説明

エネルギをセンスする発光ダイオード・ディスプレイ

【課題】ディスプレイ自体内部にエネルギ・センサを含むディスプレイを開示する。
【解決手段】有機発光ダイオード(OLED)は発光器とエネルギ検出器との両方として動作させ得る。適切な駆動信号によって前方バイアスされた場合、OLEDは電界発光によって光を放出し、ディスプレイ上で画像の一部分を構成するのに用い得る。別の態様では、OLEDは光電効果によって入射光子又はエネルギを電気信号に変換することによってエネルギを検出し得る。ディスプレイにおけるOLEDを放出モードとセンス・モードとの両方にて動作することによって、外部ソースからのような、ディスプレイ上に照射するエネルギを、画像が表示されるのと同時に検出し得る。更に、OLEDを含むディスプレイはディスプレイ自体によって生成された光エネルギを検出し得る。

【発明の詳細な説明】
【技術分野】
【0001】
本発明は、電界発光材料でできたディスプレイ、特に、電界発光によって光を放出し得、更に、光又は他のエネルギをセンスし得る、発光ダイオードでできたディスプレイ、に関するものである。
【背景技術】
【0002】
表示するテキスト又は画像を生成するのに利用可能なディスプレイ・デバイスにはいくつかのタイプがある。現在、最も広く普及しているディスプレイのタイプは、デスクトップ・ディスプレイ及びテレビの大多数を構成する陰極線管(CRT)、及び、ラップトップ・コンピュータ、電話、及び携帯情報端末(PDA)のような、携帯デバイスのディスプレイの大多数を構成する液晶ディスプレイ(LCD)である。
【0003】
いくつかの他のタイプのディスプレイはそれほど周知ではないが、プラズマ・ディスプレイ、電界放出ディスプレイ(FED)、ディジタル光処理(DLP)(マイクロ・エレクトロ・メカニカル・システム(MEMS)の一形態)、画像光増幅器(ILA)、及び発光ダイオード(LED)のような、限定された量で利用可能か、なお開発中かの何れかである。これらのシステム・タイプ各々は、直接表示するディスプレイを生成し得るか、間接表示する表面上に画像を投影し得る。

--- 指示 A ---
下の記録から、文字列「standing」を含む行をすべて見つけ、一行ずつ書き写してください。大文字と小文字は区別します。

--- 元データ ---

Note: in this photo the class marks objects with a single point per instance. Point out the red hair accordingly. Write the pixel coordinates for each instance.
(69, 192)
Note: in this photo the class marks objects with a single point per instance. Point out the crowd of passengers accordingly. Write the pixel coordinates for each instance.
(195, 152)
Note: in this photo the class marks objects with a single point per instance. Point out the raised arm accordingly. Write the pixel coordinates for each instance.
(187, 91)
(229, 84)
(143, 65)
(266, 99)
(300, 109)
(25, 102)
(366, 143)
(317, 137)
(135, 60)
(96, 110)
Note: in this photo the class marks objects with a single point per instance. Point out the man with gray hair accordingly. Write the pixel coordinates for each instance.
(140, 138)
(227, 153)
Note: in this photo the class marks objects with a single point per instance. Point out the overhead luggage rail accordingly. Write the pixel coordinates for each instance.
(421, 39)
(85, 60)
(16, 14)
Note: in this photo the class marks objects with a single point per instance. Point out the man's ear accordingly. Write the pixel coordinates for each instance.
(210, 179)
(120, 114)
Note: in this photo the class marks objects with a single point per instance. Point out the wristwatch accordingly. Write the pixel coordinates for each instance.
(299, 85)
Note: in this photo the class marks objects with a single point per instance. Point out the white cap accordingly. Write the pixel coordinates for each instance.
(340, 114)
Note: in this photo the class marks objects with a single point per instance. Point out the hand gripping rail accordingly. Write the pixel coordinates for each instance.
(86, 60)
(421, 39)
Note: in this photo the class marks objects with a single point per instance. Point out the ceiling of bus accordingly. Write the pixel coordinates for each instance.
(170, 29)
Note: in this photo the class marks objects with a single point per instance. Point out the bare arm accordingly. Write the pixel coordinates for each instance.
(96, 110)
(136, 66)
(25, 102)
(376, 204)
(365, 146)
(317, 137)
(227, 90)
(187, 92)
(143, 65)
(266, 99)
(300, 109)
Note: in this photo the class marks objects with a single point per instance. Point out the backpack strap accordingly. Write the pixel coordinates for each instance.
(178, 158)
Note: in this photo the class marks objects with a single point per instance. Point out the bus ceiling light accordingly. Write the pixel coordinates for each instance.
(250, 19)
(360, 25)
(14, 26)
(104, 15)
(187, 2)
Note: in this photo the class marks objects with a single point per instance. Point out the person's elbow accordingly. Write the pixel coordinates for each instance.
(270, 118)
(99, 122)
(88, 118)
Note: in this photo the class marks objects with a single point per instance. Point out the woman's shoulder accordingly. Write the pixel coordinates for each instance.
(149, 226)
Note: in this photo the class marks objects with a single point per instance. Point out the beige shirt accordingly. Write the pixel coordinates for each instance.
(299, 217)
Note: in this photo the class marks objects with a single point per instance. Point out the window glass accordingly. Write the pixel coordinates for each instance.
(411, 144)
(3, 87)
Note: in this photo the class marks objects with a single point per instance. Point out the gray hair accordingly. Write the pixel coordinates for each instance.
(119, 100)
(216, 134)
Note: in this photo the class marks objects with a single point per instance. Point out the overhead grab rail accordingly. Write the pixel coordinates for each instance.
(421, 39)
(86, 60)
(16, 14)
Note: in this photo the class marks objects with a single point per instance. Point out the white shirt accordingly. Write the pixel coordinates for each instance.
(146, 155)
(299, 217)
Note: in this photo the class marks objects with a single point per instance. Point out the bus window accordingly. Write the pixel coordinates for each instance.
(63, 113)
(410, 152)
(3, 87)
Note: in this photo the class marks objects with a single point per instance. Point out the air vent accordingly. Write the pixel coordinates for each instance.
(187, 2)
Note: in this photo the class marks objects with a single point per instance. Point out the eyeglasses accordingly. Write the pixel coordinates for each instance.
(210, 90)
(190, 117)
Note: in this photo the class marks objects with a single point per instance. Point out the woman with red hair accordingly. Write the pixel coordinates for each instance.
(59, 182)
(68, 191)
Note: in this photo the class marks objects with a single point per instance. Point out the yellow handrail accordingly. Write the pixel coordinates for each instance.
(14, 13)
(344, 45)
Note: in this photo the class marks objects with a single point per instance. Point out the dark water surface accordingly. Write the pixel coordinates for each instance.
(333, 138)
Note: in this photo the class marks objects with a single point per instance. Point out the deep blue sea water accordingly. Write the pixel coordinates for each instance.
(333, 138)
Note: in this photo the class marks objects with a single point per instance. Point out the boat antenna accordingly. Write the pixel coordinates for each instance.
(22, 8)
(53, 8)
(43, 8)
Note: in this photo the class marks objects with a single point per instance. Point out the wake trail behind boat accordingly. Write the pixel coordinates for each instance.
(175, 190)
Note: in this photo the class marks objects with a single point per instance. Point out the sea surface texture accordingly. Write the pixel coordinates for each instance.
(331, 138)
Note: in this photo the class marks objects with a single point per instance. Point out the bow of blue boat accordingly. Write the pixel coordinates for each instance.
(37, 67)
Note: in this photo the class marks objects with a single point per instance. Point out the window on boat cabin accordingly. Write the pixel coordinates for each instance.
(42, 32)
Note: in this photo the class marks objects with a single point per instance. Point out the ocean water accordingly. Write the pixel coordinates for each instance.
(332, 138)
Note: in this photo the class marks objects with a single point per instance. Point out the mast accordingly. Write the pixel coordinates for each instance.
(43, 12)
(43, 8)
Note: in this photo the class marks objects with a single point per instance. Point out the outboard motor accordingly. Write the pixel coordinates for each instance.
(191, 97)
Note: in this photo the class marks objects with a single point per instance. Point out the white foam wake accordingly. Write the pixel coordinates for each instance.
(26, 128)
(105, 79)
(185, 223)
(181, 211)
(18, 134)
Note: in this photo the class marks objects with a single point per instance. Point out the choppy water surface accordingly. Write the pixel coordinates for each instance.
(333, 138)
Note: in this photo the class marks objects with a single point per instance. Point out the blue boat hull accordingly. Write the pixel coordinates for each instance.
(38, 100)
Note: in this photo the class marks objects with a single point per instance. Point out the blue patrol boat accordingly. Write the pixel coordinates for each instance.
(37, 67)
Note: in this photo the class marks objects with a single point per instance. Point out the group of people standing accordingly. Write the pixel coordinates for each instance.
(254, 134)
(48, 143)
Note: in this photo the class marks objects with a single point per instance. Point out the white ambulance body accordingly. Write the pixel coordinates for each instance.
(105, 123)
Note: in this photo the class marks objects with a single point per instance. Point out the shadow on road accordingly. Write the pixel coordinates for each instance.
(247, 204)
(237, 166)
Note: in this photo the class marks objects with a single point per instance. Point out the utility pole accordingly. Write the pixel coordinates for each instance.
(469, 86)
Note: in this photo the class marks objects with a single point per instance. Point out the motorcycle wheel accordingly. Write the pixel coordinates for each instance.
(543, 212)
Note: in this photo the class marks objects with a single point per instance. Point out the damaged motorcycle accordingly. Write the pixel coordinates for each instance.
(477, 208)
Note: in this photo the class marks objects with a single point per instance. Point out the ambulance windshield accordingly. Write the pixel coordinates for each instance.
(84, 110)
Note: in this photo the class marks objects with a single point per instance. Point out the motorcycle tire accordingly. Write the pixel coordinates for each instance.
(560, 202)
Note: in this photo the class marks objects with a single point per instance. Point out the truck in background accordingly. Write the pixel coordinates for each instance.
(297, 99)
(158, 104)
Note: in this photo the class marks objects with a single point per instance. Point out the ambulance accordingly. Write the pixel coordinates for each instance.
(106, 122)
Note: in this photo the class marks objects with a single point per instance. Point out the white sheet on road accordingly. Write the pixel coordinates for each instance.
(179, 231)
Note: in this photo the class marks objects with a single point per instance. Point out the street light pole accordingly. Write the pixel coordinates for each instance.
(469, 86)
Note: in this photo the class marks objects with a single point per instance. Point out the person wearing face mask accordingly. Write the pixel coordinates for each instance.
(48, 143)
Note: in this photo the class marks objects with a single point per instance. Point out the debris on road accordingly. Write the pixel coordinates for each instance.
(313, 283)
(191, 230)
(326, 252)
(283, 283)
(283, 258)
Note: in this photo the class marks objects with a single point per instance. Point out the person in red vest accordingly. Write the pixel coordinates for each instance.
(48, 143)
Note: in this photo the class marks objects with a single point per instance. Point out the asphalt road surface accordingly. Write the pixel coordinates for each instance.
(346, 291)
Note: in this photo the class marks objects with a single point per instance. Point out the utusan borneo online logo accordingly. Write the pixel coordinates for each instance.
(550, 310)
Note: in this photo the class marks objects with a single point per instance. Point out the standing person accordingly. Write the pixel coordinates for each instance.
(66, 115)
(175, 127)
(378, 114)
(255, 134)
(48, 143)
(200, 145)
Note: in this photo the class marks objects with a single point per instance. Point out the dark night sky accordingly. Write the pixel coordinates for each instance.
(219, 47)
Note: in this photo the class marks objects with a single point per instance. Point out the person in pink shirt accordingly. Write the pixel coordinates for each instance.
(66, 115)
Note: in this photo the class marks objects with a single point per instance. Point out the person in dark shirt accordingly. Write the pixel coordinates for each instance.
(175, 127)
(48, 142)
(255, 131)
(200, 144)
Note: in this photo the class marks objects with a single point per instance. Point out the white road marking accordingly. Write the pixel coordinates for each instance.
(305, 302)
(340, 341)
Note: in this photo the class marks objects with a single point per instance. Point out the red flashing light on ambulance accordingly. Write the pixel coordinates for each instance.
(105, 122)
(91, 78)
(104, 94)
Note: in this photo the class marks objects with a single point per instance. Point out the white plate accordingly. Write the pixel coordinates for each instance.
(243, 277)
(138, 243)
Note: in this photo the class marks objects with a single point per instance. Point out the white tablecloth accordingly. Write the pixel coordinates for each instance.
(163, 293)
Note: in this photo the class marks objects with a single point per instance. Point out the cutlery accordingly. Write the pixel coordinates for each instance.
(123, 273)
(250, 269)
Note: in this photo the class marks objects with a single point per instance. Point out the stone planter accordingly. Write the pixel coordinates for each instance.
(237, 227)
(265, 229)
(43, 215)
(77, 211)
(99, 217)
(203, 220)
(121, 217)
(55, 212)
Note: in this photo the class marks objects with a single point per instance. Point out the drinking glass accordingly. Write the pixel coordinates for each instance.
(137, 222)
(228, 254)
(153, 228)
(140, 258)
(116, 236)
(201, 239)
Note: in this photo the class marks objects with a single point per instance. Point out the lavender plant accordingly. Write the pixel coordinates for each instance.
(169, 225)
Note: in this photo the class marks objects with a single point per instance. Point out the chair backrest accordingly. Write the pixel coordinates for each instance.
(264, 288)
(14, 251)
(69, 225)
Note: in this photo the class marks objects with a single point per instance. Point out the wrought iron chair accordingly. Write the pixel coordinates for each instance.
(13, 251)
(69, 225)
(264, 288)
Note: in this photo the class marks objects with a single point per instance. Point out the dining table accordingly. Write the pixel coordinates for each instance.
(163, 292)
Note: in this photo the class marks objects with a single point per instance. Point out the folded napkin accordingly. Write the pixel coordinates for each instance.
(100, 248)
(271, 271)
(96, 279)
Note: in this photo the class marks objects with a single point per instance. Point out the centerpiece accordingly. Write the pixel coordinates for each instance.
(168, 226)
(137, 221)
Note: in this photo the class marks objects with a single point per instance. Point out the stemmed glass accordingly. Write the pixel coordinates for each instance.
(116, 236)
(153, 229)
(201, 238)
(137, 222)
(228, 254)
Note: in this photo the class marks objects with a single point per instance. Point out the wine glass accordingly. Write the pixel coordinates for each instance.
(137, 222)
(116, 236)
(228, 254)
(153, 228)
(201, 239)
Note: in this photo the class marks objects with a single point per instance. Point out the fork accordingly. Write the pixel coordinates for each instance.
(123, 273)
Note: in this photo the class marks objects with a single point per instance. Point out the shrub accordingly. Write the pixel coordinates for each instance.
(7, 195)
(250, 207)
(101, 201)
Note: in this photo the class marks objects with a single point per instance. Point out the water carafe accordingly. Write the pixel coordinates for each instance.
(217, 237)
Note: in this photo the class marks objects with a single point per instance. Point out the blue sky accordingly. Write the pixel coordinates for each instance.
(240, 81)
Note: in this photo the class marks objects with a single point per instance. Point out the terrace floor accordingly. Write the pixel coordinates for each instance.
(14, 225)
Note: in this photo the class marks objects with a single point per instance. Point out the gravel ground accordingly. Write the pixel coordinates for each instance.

--- 指示 B ---
上の原文抜粋によると、OLEDは何によって入射光子又はエネルギを電気信号に変換しますか？

--- 解答 A ---
Note: in this photo the class marks objects with a single point per instance. Point out the group of people standing accordingly. Write the pixel coordinates for each instance.
Note: in this photo the class marks objects with a single point per instance. Point out the standing person accordingly. Write the pixel coordinates for each instance.

--- 解答 B ---
光電効果によって変換します。